══ RECORDS SHOWN ══

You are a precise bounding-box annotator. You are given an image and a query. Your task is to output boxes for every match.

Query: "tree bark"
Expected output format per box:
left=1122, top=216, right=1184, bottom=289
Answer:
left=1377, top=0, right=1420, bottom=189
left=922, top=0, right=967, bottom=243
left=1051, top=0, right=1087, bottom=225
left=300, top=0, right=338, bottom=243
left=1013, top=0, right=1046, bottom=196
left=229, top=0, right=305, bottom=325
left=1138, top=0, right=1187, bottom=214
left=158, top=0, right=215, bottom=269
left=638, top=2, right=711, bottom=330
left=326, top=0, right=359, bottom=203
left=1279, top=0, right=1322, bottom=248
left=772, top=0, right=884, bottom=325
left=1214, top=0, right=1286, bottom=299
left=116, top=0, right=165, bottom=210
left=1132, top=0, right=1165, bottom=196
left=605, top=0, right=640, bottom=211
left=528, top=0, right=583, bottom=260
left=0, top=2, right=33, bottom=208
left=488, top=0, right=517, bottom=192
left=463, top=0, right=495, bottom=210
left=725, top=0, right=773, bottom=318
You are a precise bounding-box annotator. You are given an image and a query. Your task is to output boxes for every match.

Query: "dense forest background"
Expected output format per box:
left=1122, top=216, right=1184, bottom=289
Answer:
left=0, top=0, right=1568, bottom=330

═══
══ RECORDS SHOWN ══

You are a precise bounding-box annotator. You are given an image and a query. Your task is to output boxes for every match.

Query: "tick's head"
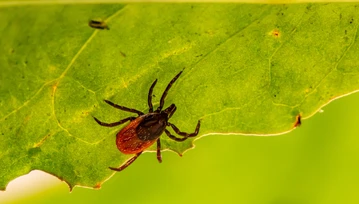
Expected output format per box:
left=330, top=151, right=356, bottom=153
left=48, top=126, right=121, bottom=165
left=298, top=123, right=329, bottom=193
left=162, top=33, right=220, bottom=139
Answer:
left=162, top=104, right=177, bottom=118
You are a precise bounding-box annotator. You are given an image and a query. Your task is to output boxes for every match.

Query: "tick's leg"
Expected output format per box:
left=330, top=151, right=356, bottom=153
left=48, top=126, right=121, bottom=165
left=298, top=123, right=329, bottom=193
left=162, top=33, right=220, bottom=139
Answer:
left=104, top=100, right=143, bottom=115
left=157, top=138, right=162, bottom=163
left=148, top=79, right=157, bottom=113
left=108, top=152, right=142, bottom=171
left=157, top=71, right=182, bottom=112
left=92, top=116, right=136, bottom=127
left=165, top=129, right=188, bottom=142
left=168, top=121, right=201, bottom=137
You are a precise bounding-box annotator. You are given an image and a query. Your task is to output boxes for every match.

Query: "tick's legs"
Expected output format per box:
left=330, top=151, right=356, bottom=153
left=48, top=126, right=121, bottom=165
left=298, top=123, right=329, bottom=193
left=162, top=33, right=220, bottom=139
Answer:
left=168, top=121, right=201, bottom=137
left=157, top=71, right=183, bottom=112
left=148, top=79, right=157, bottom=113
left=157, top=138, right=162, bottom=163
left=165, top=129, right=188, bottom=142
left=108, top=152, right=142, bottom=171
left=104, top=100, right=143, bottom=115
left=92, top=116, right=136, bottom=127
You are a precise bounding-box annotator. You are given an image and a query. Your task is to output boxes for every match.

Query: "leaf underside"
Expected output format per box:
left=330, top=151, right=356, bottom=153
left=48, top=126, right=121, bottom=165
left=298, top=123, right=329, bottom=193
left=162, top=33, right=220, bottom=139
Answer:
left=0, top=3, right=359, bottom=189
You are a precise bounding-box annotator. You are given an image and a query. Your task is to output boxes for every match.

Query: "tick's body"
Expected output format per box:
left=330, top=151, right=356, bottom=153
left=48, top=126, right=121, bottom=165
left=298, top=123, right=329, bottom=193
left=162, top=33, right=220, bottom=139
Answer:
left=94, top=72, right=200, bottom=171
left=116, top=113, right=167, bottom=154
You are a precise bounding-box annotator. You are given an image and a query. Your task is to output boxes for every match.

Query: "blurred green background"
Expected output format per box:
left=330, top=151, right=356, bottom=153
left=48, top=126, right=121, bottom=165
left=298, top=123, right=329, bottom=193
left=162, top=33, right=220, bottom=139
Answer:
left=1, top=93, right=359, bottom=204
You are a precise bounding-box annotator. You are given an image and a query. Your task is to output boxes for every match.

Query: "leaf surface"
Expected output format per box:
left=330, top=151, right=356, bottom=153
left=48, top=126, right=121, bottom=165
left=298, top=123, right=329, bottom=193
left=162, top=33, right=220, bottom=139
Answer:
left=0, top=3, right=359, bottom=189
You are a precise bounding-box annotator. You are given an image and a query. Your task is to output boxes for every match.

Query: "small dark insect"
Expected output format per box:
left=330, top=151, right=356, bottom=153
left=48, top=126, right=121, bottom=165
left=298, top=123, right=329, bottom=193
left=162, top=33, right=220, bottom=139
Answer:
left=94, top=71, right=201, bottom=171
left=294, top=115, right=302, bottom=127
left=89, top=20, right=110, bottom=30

═══

**PROBLEM**. How many lines in the rows above contain the string "leaf"? Reply with the number alone.

**OUTPUT**. 2